_REQUEST:_
Reproduce every one of the records below, character for character, with nothing changed.

***** INFORMATION SHOWN *****

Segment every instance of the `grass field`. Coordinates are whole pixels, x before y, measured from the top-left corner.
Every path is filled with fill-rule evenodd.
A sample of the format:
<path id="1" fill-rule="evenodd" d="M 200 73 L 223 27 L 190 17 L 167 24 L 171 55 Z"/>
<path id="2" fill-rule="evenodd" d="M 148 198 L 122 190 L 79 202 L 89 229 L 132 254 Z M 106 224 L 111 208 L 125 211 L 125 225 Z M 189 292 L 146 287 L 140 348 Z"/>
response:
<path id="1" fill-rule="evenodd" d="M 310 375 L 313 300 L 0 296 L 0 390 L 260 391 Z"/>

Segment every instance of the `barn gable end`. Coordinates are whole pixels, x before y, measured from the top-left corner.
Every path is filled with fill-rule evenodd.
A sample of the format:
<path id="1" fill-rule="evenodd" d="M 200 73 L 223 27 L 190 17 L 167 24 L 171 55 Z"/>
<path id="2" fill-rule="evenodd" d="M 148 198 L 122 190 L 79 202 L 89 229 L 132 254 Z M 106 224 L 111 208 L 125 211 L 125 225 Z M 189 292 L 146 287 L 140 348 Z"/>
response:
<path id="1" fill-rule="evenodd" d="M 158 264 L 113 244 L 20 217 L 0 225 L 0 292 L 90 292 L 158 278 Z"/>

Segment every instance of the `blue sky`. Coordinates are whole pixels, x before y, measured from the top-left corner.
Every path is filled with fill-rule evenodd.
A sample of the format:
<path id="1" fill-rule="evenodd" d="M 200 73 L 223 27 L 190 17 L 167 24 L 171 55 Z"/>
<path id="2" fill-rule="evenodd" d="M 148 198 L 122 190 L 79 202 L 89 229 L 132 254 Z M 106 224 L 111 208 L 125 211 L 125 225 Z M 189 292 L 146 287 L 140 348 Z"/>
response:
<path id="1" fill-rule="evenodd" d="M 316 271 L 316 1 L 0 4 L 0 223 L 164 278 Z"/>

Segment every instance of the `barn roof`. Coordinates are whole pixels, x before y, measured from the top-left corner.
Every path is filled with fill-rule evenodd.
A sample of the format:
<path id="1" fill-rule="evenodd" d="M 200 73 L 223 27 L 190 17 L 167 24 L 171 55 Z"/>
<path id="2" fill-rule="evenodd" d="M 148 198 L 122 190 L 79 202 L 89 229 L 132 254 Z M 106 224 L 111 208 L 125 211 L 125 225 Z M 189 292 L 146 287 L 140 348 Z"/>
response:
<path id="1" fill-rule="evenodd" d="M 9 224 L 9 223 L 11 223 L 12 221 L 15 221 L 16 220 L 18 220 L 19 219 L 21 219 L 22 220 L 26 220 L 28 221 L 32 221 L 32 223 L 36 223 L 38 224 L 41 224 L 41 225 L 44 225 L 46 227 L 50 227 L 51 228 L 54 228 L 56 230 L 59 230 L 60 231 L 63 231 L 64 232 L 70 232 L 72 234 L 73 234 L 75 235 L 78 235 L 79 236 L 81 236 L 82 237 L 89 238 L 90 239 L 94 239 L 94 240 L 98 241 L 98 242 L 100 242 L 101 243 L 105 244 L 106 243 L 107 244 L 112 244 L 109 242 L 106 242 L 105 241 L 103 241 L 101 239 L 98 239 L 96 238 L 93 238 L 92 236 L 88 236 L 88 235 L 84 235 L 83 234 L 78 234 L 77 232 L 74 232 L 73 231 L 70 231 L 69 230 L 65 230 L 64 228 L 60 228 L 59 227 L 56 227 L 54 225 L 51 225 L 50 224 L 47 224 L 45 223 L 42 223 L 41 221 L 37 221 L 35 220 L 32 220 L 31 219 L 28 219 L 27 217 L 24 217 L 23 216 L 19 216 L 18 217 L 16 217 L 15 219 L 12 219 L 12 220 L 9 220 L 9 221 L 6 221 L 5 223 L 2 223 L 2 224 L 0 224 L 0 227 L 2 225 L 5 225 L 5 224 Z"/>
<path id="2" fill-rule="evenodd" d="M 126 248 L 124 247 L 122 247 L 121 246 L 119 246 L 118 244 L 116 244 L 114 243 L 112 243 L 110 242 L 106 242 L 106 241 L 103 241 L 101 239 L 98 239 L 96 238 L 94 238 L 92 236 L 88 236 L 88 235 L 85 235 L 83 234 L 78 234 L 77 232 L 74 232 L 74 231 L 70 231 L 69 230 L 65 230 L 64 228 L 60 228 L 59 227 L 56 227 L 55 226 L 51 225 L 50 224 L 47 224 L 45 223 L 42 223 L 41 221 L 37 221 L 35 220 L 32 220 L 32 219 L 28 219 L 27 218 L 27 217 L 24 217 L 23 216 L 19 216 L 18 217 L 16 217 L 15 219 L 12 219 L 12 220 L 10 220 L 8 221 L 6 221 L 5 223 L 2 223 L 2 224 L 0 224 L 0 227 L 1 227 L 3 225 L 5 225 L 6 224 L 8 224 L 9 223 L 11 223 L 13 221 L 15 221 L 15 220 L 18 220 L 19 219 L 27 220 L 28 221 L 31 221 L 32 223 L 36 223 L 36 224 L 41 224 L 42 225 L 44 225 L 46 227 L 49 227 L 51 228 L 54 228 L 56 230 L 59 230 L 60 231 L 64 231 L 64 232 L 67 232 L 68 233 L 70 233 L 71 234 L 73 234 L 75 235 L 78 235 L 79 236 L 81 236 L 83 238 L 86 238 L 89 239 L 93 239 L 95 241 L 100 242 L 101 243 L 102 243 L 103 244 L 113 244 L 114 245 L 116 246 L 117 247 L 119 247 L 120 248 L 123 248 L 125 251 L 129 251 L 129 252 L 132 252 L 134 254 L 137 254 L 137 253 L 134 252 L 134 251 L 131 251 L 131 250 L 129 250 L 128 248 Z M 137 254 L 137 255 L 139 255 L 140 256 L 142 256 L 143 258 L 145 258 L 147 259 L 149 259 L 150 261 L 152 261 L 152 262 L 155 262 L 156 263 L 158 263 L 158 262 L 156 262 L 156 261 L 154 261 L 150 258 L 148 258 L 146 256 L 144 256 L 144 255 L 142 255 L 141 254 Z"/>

*****

_RESULT FOR THIS TASK:_
Segment every instance of the `grass field`. Coordinates are whole pixels, x before y, measured from the top-left corner.
Every path is filled with fill-rule evenodd.
A sample of the format:
<path id="1" fill-rule="evenodd" d="M 200 73 L 223 27 L 190 17 L 167 24 L 171 55 Z"/>
<path id="2" fill-rule="evenodd" d="M 148 198 L 122 190 L 79 202 L 89 229 L 132 254 Z M 106 224 L 111 208 L 125 211 L 125 225 Z M 189 292 L 146 287 L 140 348 Z"/>
response:
<path id="1" fill-rule="evenodd" d="M 310 375 L 313 300 L 0 296 L 0 390 L 260 391 Z"/>

Segment every instance of the `barn gable end`. Coordinates are whole pixels, x before y, measured from the top-left corner.
Every path is filled with fill-rule evenodd.
A sample of the format:
<path id="1" fill-rule="evenodd" d="M 200 73 L 223 27 L 190 17 L 167 24 L 171 55 Z"/>
<path id="2" fill-rule="evenodd" d="M 148 198 L 122 190 L 79 202 L 89 229 L 132 254 Z M 106 224 L 111 208 L 125 211 L 125 225 Z M 189 292 L 146 287 L 140 348 Z"/>
response:
<path id="1" fill-rule="evenodd" d="M 158 264 L 113 244 L 20 217 L 0 225 L 0 292 L 90 292 L 158 278 Z"/>

Segment every instance of the `blue sky`. Coordinates are whole pixels, x before y, measured from the top-left corner.
Every path is filled with fill-rule evenodd.
A sample of the format:
<path id="1" fill-rule="evenodd" d="M 200 73 L 223 27 L 190 17 L 167 24 L 171 55 Z"/>
<path id="2" fill-rule="evenodd" d="M 148 198 L 122 190 L 79 202 L 89 229 L 132 254 Z M 106 224 L 111 208 L 125 211 L 125 225 Z M 189 292 L 146 287 L 140 348 Z"/>
response:
<path id="1" fill-rule="evenodd" d="M 316 271 L 316 1 L 0 4 L 0 223 L 164 278 Z"/>

Segment every instance of the `barn roof`. Coordinates are whole pixels, x before y, measured from the top-left corner.
Every path is filled with fill-rule evenodd.
A sample of the format:
<path id="1" fill-rule="evenodd" d="M 200 73 L 223 27 L 190 17 L 167 24 L 171 55 Z"/>
<path id="2" fill-rule="evenodd" d="M 148 198 L 122 190 L 79 202 L 89 229 L 132 254 Z M 106 224 L 111 208 L 125 211 L 125 225 Z M 189 292 L 146 287 L 140 348 Z"/>
response:
<path id="1" fill-rule="evenodd" d="M 9 224 L 9 223 L 11 223 L 12 221 L 15 221 L 16 220 L 18 220 L 19 219 L 21 219 L 22 220 L 26 220 L 28 221 L 32 221 L 32 223 L 36 223 L 38 224 L 41 224 L 41 225 L 44 225 L 46 227 L 50 227 L 51 228 L 54 228 L 56 230 L 59 230 L 60 231 L 63 231 L 64 232 L 70 232 L 72 234 L 73 234 L 75 235 L 78 235 L 79 236 L 81 236 L 82 237 L 89 238 L 90 239 L 94 239 L 94 240 L 98 241 L 98 242 L 100 242 L 101 243 L 105 244 L 106 243 L 107 244 L 112 244 L 109 242 L 106 242 L 105 241 L 103 241 L 101 239 L 98 239 L 96 238 L 93 238 L 92 236 L 88 236 L 88 235 L 84 235 L 83 234 L 78 234 L 77 232 L 74 232 L 73 231 L 70 231 L 69 230 L 65 230 L 64 228 L 60 228 L 59 227 L 56 227 L 54 225 L 51 225 L 50 224 L 47 224 L 45 223 L 42 223 L 41 221 L 37 221 L 35 220 L 32 220 L 31 219 L 28 219 L 27 217 L 24 217 L 23 216 L 19 216 L 18 217 L 16 217 L 15 219 L 12 219 L 12 220 L 9 220 L 9 221 L 6 221 L 5 223 L 2 223 L 2 224 L 0 224 L 0 227 L 2 225 L 5 225 L 5 224 Z"/>
<path id="2" fill-rule="evenodd" d="M 126 248 L 124 247 L 122 247 L 121 246 L 119 246 L 118 244 L 116 244 L 114 243 L 112 243 L 110 242 L 106 242 L 106 241 L 103 241 L 101 239 L 98 239 L 96 238 L 94 238 L 92 236 L 88 236 L 88 235 L 85 235 L 83 234 L 78 234 L 77 232 L 74 232 L 74 231 L 70 231 L 69 230 L 65 230 L 64 228 L 60 228 L 59 227 L 56 227 L 55 226 L 51 225 L 50 224 L 47 224 L 45 223 L 42 223 L 41 221 L 37 221 L 35 220 L 32 220 L 32 219 L 28 219 L 27 218 L 27 217 L 24 217 L 23 216 L 19 216 L 18 217 L 16 217 L 15 219 L 12 219 L 12 220 L 10 220 L 8 221 L 6 221 L 5 223 L 2 223 L 2 224 L 0 224 L 0 227 L 1 227 L 3 225 L 5 225 L 6 224 L 8 224 L 9 223 L 11 223 L 13 221 L 15 221 L 15 220 L 18 220 L 19 219 L 27 220 L 28 221 L 31 221 L 32 223 L 36 223 L 36 224 L 41 224 L 42 225 L 44 225 L 46 227 L 49 227 L 51 228 L 54 228 L 56 230 L 59 230 L 60 231 L 64 231 L 64 232 L 67 232 L 68 233 L 70 233 L 71 234 L 73 234 L 75 235 L 78 235 L 79 236 L 81 236 L 83 238 L 86 238 L 89 239 L 93 239 L 95 241 L 100 242 L 101 243 L 102 243 L 103 244 L 113 244 L 114 245 L 116 246 L 117 247 L 119 247 L 120 248 L 123 248 L 125 251 L 129 251 L 129 252 L 132 252 L 134 254 L 137 254 L 137 253 L 134 252 L 134 251 L 131 251 L 131 250 L 129 250 L 128 248 Z M 137 254 L 137 255 L 139 255 L 140 256 L 142 256 L 143 258 L 145 258 L 147 259 L 149 259 L 150 261 L 152 261 L 152 262 L 155 262 L 156 263 L 158 263 L 158 262 L 156 262 L 156 261 L 154 261 L 150 258 L 148 258 L 146 256 L 144 256 L 144 255 L 142 255 L 141 254 Z"/>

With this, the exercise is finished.